* [REQUIRED TASKS]:
1: In the cosmology discussion, what will people in the far future believe about our galaxy?
2: Condense the paragraph of the cosmology discussion that begins "That's a very interesting thought" into a short bulleted list that keeps its main facts.
3: According to the cosmology discussion, why do we live in interesting times for cosmologists?

* [SOURCE EXTRACT]:
——————————

So, I was generally speaking because I want to have a broader picture on this phenomenon and how humans understand it.

I will stop posting questions and thoughts if what I write is perceived as meaningless.

And thanks to all who can be so patient with me :-)

That's a very interesting thought that you have had, and is one that has been discussed before by other physicists. The main thought that I remember from the other discussions is this: In the past, people thought that we were at the center of the universe and that our solar system (later our galaxy) was the entirety of the universe. They were far more wrong than they could imagine, but they DID to some extent base their thought on what observations they could make. In the far future, people will believe that our galaxy is the entirety of the universe and they will be more wrong than they could imagine, but they WILL be basing their thought on what observations they can make and they will be RIGHT as far as their observations are concerned.

That last bit requires the assumption that people have lost science history and are not aware of expansion and its results, but the combination of points of view (being the same but for vastly different reasons) is an interesting way of looking at things.

EDIT: by the way, this business of folks in the past being wrong and folks in the future being wrong (but for different reasons) has led to a number of statements about how interesting it is that we happen to live in an age when we have overcome the ignorance of the past and have not yet had to succumb to the lack of observational data of the future, and thus we live in interesting times for cosmologists --- times that are unique in that way.

——————————

[Collected data]
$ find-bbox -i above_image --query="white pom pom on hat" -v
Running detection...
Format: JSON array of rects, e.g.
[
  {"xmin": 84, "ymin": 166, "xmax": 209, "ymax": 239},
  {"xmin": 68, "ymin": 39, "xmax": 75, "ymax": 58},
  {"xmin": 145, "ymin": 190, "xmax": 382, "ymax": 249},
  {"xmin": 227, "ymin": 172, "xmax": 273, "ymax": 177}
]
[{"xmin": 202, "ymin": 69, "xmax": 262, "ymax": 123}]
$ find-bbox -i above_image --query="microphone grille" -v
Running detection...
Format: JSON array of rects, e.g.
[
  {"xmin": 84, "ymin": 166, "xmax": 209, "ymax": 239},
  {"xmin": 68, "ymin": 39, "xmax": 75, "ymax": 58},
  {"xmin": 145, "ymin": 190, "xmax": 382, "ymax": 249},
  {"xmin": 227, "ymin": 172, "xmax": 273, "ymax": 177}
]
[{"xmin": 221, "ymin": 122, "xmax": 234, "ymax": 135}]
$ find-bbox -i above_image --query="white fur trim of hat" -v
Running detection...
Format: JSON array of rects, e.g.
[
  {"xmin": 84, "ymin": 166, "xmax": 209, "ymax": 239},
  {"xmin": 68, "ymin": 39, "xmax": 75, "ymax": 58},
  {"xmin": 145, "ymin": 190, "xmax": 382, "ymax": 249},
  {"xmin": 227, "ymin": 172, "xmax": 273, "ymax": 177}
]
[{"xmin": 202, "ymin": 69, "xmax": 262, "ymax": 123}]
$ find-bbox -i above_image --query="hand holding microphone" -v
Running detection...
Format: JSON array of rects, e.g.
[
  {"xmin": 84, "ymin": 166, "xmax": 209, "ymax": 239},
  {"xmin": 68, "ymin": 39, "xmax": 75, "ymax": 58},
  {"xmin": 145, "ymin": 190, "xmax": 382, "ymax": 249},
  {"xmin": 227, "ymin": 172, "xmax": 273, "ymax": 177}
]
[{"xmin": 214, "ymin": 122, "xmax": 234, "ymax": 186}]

——————————

* [YOUR WRITTEN ANSWERS]:
1: They will believe that our galaxy is the entirety of the universe.

2:
- Other physicists have discussed this idea before.
- In the past, people thought we were at the center of the universe and that our solar system, later our galaxy, was the entire universe.
- They were far more wrong than they could imagine, but they partly based their thinking on the observations they could make.
- In the far future, people will believe our galaxy is the entire universe and will be more wrong than they can imagine.
- They will base this belief on the observations available to them, and they will be right as far as those observations are concerned.

3: We have overcome the ignorance of the past, and we have not yet had to succumb to the lack of observational data that people will face in the future. This makes our age unique for cosmologists.